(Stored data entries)
## Begin
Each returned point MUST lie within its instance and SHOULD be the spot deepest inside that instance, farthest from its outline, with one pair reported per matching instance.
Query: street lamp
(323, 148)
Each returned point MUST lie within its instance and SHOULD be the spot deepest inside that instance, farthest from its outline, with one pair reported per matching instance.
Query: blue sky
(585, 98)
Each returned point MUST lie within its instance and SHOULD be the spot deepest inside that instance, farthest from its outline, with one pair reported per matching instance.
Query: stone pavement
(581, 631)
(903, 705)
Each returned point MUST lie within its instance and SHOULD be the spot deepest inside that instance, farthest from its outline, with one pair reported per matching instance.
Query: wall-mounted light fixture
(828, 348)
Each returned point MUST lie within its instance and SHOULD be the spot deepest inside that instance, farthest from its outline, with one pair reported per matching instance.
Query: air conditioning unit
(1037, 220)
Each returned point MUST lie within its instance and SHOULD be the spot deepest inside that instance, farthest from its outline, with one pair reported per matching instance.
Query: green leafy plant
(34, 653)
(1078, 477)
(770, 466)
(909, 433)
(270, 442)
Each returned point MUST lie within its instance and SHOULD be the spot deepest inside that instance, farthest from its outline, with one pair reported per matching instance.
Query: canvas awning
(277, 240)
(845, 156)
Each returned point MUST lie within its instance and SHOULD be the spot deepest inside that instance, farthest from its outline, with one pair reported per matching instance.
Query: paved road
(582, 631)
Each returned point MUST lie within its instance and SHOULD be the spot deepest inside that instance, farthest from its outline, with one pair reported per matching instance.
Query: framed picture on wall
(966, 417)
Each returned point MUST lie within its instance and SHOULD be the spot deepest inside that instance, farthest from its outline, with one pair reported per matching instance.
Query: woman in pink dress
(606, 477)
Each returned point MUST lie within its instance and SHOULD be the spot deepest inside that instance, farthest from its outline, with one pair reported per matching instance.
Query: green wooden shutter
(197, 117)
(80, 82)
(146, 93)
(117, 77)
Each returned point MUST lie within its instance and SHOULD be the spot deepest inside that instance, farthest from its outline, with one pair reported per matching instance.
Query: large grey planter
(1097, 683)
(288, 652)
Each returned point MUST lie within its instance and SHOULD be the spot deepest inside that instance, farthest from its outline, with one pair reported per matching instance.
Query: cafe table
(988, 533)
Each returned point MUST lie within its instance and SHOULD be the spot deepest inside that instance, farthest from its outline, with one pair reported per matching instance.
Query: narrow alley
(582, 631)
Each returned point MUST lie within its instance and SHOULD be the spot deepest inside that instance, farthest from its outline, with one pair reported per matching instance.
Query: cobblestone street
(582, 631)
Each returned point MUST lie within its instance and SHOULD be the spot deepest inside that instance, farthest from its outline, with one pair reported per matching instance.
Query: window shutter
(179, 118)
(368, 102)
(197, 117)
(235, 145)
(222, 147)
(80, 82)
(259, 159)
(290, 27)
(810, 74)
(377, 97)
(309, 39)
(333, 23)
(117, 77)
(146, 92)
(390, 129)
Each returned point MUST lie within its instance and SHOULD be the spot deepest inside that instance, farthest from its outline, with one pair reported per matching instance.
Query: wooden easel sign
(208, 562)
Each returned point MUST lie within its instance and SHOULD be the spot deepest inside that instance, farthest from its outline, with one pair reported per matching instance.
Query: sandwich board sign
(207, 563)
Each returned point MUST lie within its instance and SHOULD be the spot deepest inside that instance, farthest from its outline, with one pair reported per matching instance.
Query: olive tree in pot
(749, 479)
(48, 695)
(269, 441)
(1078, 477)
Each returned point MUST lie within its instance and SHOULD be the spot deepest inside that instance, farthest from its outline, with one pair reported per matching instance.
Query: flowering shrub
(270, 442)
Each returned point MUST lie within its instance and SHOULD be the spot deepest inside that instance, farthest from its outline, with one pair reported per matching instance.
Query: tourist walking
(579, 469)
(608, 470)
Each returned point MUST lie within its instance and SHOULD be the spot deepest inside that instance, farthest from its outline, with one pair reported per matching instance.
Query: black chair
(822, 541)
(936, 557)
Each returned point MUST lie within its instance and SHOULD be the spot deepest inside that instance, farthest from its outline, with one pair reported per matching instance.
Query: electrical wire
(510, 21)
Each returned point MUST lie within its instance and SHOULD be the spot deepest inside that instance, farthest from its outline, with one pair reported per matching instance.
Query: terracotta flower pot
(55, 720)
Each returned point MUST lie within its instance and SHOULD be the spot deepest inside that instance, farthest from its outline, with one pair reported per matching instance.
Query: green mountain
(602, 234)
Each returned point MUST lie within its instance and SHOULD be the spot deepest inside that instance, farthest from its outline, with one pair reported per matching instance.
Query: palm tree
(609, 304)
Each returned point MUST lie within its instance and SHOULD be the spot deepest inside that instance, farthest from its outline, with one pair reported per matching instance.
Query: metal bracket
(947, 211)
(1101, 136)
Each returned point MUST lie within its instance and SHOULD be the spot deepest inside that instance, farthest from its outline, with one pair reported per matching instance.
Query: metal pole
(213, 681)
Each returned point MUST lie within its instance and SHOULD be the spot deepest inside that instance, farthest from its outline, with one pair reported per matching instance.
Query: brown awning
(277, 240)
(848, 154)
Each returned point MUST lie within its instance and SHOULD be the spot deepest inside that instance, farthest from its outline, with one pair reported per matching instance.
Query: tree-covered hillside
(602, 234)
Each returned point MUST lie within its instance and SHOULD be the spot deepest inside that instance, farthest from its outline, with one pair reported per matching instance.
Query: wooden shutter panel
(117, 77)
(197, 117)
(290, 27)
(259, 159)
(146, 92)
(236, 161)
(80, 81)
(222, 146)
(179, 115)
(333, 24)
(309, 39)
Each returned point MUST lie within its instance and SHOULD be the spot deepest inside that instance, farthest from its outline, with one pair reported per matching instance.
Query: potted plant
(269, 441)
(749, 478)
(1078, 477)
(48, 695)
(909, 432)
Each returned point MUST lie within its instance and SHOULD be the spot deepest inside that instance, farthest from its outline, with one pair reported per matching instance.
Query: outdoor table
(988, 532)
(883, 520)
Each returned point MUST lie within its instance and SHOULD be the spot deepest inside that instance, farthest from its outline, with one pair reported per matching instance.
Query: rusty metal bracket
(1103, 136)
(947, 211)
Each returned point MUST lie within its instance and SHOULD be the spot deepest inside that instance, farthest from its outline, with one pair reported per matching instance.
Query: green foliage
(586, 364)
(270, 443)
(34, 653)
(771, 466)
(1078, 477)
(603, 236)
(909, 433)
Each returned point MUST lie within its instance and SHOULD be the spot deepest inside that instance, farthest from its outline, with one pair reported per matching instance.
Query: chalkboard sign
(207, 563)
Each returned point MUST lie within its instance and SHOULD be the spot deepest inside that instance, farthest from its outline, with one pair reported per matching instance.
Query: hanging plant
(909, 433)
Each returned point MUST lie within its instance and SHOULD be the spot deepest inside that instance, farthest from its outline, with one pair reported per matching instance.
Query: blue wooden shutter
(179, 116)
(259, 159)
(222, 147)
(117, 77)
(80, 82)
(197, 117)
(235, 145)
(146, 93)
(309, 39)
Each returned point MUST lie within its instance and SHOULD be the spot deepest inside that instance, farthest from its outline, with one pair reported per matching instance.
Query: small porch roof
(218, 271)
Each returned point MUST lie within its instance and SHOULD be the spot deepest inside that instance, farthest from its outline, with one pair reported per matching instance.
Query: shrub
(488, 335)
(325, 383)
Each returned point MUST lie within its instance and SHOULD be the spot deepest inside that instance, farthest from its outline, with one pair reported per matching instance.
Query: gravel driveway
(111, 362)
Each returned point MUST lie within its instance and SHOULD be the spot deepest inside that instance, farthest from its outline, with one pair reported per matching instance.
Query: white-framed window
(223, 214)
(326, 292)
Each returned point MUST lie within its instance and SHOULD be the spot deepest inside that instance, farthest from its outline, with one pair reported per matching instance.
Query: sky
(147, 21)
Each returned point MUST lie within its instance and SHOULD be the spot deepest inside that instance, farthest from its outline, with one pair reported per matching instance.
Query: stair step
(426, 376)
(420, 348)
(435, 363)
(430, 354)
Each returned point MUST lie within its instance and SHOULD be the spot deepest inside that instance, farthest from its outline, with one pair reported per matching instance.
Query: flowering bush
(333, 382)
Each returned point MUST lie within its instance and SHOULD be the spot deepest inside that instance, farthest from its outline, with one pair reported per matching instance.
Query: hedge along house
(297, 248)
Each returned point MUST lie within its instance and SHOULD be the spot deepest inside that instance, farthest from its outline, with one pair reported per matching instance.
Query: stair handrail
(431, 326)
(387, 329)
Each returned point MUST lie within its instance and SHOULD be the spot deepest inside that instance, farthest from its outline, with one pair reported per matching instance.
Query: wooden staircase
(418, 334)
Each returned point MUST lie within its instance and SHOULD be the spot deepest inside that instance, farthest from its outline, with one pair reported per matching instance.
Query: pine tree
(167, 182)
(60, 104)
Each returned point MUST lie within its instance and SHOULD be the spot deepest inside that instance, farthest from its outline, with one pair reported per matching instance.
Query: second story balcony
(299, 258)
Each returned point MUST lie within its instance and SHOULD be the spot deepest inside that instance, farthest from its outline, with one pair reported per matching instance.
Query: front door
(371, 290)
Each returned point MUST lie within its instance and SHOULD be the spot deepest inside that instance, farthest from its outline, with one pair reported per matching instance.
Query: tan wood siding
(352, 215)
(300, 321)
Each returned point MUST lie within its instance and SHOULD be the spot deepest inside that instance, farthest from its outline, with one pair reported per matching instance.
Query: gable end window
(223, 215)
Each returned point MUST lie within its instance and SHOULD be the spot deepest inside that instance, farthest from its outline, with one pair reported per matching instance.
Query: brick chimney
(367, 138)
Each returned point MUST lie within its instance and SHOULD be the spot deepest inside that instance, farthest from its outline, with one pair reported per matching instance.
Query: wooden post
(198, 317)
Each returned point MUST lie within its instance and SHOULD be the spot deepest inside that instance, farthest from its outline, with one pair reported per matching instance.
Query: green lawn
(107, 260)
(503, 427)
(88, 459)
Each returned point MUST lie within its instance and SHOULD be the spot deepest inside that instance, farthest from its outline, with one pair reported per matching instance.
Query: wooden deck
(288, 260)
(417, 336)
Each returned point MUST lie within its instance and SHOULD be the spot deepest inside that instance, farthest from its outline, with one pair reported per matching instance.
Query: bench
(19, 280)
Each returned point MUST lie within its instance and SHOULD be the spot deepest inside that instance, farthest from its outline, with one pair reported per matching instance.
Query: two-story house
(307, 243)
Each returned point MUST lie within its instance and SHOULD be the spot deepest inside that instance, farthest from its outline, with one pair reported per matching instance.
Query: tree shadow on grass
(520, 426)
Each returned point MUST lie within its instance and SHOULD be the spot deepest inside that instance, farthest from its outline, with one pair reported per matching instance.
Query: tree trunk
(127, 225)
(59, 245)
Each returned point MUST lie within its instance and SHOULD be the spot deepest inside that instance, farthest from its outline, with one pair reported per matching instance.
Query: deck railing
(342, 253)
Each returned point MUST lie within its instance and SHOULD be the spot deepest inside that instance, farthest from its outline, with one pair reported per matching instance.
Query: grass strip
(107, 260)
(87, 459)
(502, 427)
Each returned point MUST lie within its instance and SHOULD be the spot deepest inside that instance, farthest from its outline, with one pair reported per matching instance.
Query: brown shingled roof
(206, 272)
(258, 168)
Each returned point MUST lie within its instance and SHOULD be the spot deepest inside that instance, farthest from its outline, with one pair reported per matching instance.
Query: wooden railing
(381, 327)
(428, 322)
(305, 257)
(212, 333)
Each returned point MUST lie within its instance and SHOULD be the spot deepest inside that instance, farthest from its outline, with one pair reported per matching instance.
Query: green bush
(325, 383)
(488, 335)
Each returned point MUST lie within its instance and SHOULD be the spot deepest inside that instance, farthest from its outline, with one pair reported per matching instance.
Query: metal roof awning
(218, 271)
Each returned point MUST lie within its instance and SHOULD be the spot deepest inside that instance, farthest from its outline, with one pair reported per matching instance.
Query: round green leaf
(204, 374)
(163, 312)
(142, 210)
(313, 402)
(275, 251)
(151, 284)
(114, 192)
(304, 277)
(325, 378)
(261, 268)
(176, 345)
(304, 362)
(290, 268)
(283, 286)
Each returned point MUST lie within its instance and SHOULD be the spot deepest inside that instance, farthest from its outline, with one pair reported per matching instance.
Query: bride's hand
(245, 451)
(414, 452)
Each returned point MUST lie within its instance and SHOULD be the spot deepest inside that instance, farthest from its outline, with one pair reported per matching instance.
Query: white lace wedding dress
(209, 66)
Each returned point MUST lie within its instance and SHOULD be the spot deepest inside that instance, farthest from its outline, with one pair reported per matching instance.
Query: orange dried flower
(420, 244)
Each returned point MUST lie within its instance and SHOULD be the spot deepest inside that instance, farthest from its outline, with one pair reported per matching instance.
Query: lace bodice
## End
• [WHAT THIS TASK INVOLVES]: Show each line of the material above that contains the word "metal".

• [TASK OUTPUT]:
Query: metal bracket
Query: metal pole
Query: rusty metal bracket
Query: metal roof awning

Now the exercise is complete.